Work to do: Transcribe the records in full, keeping every character as it is.

Record extracts:

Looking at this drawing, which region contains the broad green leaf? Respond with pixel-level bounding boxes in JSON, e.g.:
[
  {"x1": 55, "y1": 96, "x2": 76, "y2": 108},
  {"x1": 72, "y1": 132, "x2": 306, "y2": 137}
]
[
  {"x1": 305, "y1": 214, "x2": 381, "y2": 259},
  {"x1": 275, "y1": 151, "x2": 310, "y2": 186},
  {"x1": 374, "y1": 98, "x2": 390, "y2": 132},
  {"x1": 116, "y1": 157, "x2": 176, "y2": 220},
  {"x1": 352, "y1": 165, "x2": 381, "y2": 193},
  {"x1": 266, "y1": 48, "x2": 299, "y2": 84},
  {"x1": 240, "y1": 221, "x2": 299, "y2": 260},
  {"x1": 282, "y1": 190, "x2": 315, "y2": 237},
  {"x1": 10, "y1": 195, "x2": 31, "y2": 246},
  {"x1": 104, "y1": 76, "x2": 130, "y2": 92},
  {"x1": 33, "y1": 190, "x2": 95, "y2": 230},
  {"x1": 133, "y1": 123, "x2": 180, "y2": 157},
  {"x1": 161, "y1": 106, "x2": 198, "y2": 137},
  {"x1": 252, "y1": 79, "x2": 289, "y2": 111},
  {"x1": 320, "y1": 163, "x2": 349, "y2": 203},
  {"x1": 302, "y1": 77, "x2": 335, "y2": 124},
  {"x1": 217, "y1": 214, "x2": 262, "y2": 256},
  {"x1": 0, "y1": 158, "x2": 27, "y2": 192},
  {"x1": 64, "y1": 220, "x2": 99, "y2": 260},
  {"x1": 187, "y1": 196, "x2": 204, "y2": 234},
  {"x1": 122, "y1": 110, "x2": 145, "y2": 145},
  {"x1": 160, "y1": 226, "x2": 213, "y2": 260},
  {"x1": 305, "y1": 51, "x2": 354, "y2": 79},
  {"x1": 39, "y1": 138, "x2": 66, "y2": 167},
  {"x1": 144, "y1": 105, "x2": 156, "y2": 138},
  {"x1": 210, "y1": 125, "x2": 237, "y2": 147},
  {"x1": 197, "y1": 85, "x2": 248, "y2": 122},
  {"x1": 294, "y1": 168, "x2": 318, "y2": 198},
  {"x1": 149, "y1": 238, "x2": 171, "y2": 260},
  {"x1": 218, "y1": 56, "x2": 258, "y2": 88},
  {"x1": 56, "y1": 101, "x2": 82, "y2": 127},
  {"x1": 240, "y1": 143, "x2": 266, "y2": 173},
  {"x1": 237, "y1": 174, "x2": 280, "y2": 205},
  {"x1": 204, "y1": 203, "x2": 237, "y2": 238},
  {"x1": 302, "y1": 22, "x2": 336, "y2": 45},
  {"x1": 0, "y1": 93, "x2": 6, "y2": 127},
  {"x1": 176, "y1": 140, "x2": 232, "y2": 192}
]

Result for this task:
Looking at this drawing, which region contains the broad green leaf? Respond with pixel-level bounding boxes in JSON, e.g.:
[
  {"x1": 55, "y1": 96, "x2": 76, "y2": 108},
  {"x1": 72, "y1": 132, "x2": 306, "y2": 137}
]
[
  {"x1": 305, "y1": 214, "x2": 381, "y2": 259},
  {"x1": 275, "y1": 151, "x2": 310, "y2": 186},
  {"x1": 374, "y1": 98, "x2": 390, "y2": 132},
  {"x1": 116, "y1": 157, "x2": 176, "y2": 220},
  {"x1": 352, "y1": 165, "x2": 381, "y2": 193},
  {"x1": 266, "y1": 48, "x2": 299, "y2": 84},
  {"x1": 240, "y1": 221, "x2": 299, "y2": 260},
  {"x1": 282, "y1": 190, "x2": 315, "y2": 237},
  {"x1": 10, "y1": 195, "x2": 31, "y2": 246},
  {"x1": 104, "y1": 76, "x2": 130, "y2": 92},
  {"x1": 33, "y1": 190, "x2": 95, "y2": 230},
  {"x1": 133, "y1": 123, "x2": 180, "y2": 157},
  {"x1": 161, "y1": 106, "x2": 198, "y2": 137},
  {"x1": 252, "y1": 79, "x2": 289, "y2": 111},
  {"x1": 320, "y1": 163, "x2": 349, "y2": 203},
  {"x1": 302, "y1": 77, "x2": 335, "y2": 124},
  {"x1": 217, "y1": 214, "x2": 262, "y2": 256},
  {"x1": 0, "y1": 158, "x2": 27, "y2": 192},
  {"x1": 64, "y1": 220, "x2": 99, "y2": 260},
  {"x1": 187, "y1": 196, "x2": 204, "y2": 234},
  {"x1": 122, "y1": 110, "x2": 145, "y2": 145},
  {"x1": 160, "y1": 226, "x2": 213, "y2": 260},
  {"x1": 305, "y1": 51, "x2": 354, "y2": 79},
  {"x1": 39, "y1": 138, "x2": 66, "y2": 167},
  {"x1": 144, "y1": 105, "x2": 156, "y2": 138},
  {"x1": 210, "y1": 125, "x2": 237, "y2": 147},
  {"x1": 197, "y1": 85, "x2": 248, "y2": 122},
  {"x1": 294, "y1": 168, "x2": 318, "y2": 198},
  {"x1": 149, "y1": 238, "x2": 171, "y2": 260},
  {"x1": 218, "y1": 56, "x2": 258, "y2": 88},
  {"x1": 56, "y1": 101, "x2": 82, "y2": 127},
  {"x1": 240, "y1": 143, "x2": 266, "y2": 173},
  {"x1": 237, "y1": 174, "x2": 280, "y2": 205},
  {"x1": 204, "y1": 203, "x2": 237, "y2": 238},
  {"x1": 302, "y1": 22, "x2": 336, "y2": 45},
  {"x1": 0, "y1": 93, "x2": 6, "y2": 127},
  {"x1": 176, "y1": 140, "x2": 232, "y2": 192}
]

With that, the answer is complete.